> Do this
Convert the rows from the line with "Task: point to the person in" through the end of the rows, both ends included, into a JSON list of strings, one string per line, leaving out blank lines.

## begin Material provided

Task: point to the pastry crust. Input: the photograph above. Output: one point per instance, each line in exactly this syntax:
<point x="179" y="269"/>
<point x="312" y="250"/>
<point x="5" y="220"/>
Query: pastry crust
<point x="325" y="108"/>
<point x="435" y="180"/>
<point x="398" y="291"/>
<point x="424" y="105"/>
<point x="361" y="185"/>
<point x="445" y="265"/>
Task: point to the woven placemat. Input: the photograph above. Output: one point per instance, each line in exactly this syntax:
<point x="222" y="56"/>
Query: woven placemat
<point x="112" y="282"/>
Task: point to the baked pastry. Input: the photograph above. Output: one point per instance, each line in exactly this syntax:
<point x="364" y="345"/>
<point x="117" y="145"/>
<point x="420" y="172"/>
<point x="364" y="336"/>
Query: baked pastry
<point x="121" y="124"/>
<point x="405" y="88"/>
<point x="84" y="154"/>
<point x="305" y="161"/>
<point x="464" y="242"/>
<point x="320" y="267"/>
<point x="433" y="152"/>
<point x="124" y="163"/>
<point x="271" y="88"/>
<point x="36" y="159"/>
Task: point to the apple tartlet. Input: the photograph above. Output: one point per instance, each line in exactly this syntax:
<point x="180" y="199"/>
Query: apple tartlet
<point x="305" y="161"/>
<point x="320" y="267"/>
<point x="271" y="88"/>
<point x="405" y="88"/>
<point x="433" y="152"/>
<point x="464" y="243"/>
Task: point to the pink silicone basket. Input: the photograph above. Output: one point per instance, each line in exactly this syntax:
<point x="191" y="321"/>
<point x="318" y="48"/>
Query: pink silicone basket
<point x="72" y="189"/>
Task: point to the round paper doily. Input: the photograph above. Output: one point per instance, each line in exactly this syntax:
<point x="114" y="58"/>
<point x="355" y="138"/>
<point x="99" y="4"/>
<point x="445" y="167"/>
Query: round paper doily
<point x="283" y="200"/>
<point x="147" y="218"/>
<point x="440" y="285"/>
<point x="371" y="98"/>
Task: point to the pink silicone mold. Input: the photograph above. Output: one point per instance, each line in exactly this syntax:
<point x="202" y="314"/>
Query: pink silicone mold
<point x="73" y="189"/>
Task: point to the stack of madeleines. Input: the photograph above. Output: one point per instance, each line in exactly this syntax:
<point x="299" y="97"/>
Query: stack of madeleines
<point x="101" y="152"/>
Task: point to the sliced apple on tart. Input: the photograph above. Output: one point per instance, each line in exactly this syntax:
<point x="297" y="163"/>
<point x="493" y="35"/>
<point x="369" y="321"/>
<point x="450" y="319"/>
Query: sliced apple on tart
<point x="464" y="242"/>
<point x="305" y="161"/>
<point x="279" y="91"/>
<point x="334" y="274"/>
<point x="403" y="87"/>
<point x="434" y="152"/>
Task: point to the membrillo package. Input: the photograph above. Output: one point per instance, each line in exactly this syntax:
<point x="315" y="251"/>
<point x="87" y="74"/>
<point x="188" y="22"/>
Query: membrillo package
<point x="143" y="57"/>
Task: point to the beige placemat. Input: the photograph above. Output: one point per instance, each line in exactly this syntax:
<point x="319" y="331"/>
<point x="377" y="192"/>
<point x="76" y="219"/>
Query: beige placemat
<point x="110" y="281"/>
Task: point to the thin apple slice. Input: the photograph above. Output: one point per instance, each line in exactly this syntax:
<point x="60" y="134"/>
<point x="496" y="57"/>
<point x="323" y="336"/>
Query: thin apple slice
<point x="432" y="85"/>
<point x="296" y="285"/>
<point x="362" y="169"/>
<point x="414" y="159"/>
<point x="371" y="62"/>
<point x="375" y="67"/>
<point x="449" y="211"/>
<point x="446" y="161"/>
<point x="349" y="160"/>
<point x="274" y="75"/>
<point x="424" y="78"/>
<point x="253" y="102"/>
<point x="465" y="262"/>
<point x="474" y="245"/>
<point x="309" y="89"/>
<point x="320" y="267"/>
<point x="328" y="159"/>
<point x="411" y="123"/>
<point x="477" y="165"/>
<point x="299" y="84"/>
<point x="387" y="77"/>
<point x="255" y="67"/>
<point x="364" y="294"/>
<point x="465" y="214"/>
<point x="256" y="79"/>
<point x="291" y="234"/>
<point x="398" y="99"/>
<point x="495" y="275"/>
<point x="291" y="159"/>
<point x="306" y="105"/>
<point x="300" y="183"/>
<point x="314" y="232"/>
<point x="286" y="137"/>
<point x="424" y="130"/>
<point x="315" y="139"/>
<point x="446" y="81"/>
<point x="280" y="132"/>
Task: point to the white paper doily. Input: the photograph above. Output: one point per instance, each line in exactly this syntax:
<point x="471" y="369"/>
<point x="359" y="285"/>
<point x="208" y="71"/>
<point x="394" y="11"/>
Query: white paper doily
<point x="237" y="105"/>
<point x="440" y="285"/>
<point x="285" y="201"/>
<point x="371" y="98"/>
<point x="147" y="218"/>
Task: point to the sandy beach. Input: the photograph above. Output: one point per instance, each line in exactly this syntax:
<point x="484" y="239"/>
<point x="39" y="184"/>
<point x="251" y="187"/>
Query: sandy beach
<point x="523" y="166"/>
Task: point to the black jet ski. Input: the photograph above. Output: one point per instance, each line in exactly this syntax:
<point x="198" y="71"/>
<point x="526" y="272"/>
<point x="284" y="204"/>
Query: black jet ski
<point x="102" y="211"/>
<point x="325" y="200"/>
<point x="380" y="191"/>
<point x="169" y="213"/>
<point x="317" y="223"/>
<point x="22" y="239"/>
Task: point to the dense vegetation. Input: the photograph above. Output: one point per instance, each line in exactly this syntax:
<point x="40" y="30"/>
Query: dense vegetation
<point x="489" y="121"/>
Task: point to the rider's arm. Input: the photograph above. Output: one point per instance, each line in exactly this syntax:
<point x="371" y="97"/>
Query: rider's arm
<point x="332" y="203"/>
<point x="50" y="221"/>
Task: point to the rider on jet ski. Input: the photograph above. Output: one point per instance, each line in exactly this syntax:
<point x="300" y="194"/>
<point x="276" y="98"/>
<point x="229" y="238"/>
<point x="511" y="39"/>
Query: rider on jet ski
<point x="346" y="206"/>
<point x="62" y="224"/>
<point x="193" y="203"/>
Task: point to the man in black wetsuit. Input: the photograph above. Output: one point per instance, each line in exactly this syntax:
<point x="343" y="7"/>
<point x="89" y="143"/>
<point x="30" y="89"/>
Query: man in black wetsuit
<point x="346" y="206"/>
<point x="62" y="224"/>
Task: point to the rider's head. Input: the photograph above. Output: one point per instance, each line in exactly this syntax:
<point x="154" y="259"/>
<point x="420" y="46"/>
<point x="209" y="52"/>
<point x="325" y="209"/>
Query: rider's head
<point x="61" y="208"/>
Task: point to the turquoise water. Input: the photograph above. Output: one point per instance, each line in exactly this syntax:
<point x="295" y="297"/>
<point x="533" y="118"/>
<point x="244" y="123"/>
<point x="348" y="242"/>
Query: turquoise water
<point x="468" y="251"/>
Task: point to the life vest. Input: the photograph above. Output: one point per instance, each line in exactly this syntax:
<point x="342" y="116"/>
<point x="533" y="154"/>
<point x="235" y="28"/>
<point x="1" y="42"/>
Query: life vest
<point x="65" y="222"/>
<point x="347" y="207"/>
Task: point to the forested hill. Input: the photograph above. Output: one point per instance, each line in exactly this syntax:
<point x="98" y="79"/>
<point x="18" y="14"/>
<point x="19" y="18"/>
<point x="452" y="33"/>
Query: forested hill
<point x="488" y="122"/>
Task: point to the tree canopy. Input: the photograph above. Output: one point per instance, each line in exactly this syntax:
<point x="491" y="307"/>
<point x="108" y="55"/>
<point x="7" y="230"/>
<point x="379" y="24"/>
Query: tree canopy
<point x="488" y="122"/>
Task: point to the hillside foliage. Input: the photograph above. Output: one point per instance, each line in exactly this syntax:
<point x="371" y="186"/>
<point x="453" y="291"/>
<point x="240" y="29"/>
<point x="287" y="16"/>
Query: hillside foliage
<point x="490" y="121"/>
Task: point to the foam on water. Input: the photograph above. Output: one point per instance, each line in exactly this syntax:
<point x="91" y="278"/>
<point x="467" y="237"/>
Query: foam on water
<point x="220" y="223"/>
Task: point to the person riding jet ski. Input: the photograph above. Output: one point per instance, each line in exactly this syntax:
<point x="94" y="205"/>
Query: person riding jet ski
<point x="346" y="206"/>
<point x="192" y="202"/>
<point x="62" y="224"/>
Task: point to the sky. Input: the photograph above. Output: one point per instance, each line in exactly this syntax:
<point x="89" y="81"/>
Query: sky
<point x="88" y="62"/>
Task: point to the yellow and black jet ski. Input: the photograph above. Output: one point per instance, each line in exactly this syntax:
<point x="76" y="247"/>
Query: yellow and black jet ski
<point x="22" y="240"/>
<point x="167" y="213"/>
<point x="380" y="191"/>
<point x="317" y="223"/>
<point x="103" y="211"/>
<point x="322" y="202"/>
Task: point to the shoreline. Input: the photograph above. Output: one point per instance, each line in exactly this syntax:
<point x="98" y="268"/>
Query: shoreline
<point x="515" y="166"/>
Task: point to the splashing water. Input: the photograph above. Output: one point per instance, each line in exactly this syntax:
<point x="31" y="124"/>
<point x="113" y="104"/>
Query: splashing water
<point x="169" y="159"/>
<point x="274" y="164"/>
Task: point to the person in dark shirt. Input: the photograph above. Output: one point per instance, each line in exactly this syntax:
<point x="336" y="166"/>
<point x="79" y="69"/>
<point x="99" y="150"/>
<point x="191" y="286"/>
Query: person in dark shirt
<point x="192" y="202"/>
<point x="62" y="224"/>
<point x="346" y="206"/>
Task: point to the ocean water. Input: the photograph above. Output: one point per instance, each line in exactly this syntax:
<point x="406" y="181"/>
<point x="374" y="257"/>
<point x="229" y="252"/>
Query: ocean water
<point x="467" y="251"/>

## end Material provided

> Written solution
[
  "Task: point to the person in dark shirt. Input: the photograph above. Output: one point per instance, each line in exactly this syntax:",
  "<point x=\"336\" y=\"166\"/>",
  "<point x=\"79\" y=\"69\"/>",
  "<point x=\"99\" y=\"150\"/>",
  "<point x=\"191\" y=\"286\"/>",
  "Query: person in dark shirt",
  "<point x=\"192\" y=\"202\"/>",
  "<point x=\"62\" y=\"224\"/>",
  "<point x=\"346\" y=\"206\"/>",
  "Task: point to the ocean water. Input: the photograph above. Output: one point per instance, each line in exactly this syntax:",
  "<point x=\"406\" y=\"181\"/>",
  "<point x=\"374\" y=\"257\"/>",
  "<point x=\"229\" y=\"252\"/>",
  "Query: ocean water",
  "<point x=\"467\" y=\"251\"/>"
]